%%

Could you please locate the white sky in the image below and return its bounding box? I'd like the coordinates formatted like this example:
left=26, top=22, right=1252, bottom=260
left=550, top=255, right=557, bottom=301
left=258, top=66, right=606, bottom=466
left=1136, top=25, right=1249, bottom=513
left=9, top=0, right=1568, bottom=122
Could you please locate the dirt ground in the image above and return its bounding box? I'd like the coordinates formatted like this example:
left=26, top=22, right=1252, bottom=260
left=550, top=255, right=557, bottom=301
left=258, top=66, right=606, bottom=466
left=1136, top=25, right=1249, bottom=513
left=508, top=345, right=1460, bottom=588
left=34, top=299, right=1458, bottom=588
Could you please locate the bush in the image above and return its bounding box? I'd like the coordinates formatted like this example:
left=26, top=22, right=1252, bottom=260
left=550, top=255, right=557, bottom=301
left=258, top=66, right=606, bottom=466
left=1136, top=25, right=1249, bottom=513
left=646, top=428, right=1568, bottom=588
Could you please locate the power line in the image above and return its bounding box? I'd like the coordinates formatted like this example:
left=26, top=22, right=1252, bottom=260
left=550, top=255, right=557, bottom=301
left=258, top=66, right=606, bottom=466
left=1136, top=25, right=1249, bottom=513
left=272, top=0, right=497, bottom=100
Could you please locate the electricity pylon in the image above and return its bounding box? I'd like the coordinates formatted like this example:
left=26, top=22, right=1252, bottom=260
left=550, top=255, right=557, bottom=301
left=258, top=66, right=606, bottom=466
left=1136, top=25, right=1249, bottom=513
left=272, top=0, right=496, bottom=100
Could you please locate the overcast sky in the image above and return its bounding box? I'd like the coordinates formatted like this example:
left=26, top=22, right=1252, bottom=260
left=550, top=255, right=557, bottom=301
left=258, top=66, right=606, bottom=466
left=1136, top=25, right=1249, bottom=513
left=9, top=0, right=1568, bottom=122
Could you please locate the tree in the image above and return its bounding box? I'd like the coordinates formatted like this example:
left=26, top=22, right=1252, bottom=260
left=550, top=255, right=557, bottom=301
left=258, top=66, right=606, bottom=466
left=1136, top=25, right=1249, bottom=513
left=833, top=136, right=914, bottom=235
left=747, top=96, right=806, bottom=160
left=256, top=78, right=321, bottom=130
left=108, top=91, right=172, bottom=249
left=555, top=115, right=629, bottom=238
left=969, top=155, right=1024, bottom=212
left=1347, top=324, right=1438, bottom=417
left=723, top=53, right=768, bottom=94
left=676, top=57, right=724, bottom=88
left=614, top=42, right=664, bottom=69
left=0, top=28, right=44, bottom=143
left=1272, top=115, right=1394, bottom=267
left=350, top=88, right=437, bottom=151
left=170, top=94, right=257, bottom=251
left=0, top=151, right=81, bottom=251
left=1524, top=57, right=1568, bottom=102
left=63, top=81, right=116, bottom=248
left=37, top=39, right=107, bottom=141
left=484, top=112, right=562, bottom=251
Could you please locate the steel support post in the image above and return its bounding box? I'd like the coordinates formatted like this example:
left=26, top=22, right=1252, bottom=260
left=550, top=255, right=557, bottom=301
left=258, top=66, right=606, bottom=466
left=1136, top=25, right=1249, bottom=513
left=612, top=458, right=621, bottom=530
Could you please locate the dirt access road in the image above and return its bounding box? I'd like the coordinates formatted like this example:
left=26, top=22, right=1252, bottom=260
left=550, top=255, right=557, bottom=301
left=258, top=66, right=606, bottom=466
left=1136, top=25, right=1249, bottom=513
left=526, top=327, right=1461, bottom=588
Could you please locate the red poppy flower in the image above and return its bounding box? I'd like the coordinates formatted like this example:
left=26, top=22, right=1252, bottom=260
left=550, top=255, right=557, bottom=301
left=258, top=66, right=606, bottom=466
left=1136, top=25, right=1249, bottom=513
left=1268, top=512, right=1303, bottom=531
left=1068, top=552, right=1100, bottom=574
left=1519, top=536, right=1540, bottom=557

%%

- **INSTRUCTION**:
Pick out every line of the data above that contains the word "dirt" and copy each one without changes.

- **REPLY**:
Could you please locate the dirt ground in the image above and return its bounding box? I'd like the coordinates formatted like this example:
Could you please locate the dirt access road in the image above and return its bounding box? I'd like the coordinates formatted like this example:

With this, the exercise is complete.